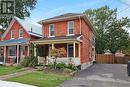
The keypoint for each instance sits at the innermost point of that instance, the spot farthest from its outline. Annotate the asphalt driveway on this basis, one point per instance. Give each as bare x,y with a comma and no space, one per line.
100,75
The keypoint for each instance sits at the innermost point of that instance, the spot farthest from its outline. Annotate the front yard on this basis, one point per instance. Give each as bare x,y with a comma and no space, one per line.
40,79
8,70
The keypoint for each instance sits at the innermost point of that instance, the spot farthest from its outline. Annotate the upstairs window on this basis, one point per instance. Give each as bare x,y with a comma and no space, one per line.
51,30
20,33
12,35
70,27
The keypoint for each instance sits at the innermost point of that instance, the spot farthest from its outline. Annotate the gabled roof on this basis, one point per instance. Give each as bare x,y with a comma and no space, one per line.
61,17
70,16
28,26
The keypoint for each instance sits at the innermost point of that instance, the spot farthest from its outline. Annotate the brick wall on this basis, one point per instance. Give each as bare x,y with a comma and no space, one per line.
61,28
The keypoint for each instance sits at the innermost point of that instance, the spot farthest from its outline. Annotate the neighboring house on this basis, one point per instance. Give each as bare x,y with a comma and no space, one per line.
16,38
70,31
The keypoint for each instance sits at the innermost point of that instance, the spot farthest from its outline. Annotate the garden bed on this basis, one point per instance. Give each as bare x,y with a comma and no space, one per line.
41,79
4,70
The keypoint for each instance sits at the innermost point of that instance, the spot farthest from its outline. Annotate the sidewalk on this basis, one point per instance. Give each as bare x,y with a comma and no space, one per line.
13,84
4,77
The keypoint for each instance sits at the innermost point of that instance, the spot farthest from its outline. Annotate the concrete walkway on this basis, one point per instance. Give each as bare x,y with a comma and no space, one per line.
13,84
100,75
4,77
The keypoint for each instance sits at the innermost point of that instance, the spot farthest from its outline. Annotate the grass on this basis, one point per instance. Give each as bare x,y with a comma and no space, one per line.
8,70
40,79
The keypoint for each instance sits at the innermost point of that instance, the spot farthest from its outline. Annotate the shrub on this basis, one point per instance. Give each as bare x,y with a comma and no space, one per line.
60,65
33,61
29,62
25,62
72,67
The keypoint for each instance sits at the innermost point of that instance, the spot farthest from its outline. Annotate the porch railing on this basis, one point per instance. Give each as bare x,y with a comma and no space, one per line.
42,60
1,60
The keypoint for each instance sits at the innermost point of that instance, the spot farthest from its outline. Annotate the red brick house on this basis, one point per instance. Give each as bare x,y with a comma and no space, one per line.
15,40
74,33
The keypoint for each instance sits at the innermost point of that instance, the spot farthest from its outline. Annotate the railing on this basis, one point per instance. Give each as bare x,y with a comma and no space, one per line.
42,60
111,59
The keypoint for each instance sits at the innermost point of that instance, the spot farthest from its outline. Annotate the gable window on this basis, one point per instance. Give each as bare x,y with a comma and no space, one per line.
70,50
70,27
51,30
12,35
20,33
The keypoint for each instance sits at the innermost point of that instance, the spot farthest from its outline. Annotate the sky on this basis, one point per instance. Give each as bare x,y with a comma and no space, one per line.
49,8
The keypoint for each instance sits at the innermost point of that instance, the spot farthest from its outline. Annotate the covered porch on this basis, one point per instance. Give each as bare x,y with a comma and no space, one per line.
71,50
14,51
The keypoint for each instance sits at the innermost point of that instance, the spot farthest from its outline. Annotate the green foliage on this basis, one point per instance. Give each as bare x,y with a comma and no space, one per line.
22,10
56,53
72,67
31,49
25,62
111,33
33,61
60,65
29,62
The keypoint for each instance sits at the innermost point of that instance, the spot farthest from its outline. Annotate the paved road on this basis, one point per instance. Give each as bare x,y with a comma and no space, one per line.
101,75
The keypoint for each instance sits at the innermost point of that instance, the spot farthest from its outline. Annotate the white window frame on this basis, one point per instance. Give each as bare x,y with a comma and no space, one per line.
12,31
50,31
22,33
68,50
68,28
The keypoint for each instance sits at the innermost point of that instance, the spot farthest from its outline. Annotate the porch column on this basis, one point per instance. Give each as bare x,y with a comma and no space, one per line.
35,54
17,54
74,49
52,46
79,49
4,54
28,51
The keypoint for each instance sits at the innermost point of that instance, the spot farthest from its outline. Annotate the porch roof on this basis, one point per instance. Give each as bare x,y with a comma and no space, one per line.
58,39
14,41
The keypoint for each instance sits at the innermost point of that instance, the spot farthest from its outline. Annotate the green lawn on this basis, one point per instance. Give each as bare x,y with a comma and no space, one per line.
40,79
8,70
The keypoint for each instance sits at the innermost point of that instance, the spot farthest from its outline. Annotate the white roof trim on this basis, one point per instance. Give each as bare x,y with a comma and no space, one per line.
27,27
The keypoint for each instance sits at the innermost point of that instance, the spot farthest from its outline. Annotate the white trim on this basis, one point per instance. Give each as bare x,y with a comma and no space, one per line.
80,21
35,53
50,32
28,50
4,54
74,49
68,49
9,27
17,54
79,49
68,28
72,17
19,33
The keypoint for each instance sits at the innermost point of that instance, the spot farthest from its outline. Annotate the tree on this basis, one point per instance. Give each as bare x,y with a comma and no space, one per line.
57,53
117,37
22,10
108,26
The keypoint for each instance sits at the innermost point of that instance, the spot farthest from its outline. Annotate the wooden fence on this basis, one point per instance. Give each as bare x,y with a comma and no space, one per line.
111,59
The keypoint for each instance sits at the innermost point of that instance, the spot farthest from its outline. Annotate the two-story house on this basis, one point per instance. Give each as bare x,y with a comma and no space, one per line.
# # #
(Activity) May I have exactly the lines from the one containing "the white trim" through the last line of the data, both included?

(Result below)
The keypoint for each instance sits at the innermost point of that instance, the spot farthest from its outline. Annotate the white trim on this basis, one point per instance. Give each as bare x,y with a comma and no space, one per line.
80,21
35,53
50,32
28,50
4,54
74,49
68,49
9,27
17,54
79,49
68,28
72,17
19,33
The keypoint for each instance sits at the innermost point of that instance, the spot farthest from its outline. Annotate the tree on this basis, one point per instance. Give each as bare x,y with a comma and no space, one per line.
57,53
117,37
22,10
108,26
The keypoint for each instance sits at the innermost point of that instance, the spot farthest from its outline. Annotate the wooden fence on this basis, one point per instance. Give each as bare x,y with a comma and no space, one per line.
111,59
The keypoint for each instance sits at the innermost point of that instance, the spot farthest from its outline. Annotate the two-story house on this basis, one point per instance. Give each as bare x,y with a comma and no space, one per line.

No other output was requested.